* **EXERCISE BRIEF**
Can you reproduce the material below word for word, line by line?
[start SUPPLIED ENTRIES]
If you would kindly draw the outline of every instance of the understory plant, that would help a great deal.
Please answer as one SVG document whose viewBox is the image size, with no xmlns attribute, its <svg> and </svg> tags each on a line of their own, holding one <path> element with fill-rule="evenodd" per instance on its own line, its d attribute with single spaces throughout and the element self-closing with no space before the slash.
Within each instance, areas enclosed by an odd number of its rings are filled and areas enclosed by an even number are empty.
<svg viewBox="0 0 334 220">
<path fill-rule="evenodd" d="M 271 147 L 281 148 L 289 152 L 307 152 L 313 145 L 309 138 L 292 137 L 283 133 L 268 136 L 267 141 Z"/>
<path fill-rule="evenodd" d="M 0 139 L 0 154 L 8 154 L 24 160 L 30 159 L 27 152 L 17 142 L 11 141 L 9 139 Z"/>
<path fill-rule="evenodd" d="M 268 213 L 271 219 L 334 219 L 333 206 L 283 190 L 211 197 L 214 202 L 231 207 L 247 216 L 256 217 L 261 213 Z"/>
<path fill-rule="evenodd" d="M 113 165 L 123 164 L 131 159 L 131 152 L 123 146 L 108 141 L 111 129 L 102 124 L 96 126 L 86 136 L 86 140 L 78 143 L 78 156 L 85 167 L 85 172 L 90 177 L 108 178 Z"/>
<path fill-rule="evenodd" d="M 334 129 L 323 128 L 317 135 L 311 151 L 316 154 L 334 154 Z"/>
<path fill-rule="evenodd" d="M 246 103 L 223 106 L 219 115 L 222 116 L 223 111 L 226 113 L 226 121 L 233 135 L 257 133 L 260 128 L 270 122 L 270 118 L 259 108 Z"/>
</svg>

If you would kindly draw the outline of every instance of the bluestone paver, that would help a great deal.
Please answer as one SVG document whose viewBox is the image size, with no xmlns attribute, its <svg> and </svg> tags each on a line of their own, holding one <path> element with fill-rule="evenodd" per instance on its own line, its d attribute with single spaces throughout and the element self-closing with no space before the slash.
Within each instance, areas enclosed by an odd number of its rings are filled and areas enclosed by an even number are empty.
[end SUPPLIED ENTRIES]
* **TASK RESPONSE**
If you would kindly draw the outline of every instance of the understory plant, that would help a great deal.
Please answer as one SVG document whose viewBox is the image size, with no xmlns attribute, its <svg> and </svg> tags each on a line of their own, holding one <path> element with fill-rule="evenodd" per instance on its own line, its d attribute with single spaces throughout and the element self-closing with no space before the slash.
Within each instance, areas enclosed by an odd number of its rings are filled and areas enclosed by an even number are empty.
<svg viewBox="0 0 334 220">
<path fill-rule="evenodd" d="M 271 147 L 281 148 L 289 152 L 307 152 L 313 145 L 309 138 L 292 137 L 283 133 L 268 136 L 267 141 Z"/>
<path fill-rule="evenodd" d="M 0 139 L 0 154 L 8 154 L 24 160 L 30 159 L 27 152 L 17 142 L 11 141 L 9 139 Z"/>
<path fill-rule="evenodd" d="M 268 213 L 271 219 L 334 219 L 333 206 L 283 190 L 211 197 L 214 202 L 231 207 L 247 216 L 256 217 L 261 213 Z"/>
<path fill-rule="evenodd" d="M 113 165 L 123 164 L 131 159 L 131 152 L 123 146 L 108 141 L 111 129 L 102 124 L 96 126 L 86 136 L 86 140 L 78 143 L 78 156 L 85 167 L 85 172 L 90 177 L 108 178 Z"/>
<path fill-rule="evenodd" d="M 334 129 L 323 128 L 317 135 L 311 151 L 316 154 L 334 154 Z"/>
<path fill-rule="evenodd" d="M 246 103 L 223 106 L 219 115 L 222 116 L 223 111 L 226 113 L 226 121 L 233 135 L 257 133 L 260 128 L 270 122 L 270 118 L 259 108 Z"/>
</svg>

If you would kindly draw the outline of every instance of the bluestone paver, that would help a great deal.
Please answer as one SVG document whose viewBox is the image size, with no xmlns attribute, its <svg> and </svg> tags each on a line of their own, holding one <path> element with fill-rule="evenodd" per instance on its own line, its d attribute with single spaces throughout and the element self-closing with no space before the slash.
Within each instance, areas enclosed by an odd number of its rings are filled and areas enclosed by an even number are empty.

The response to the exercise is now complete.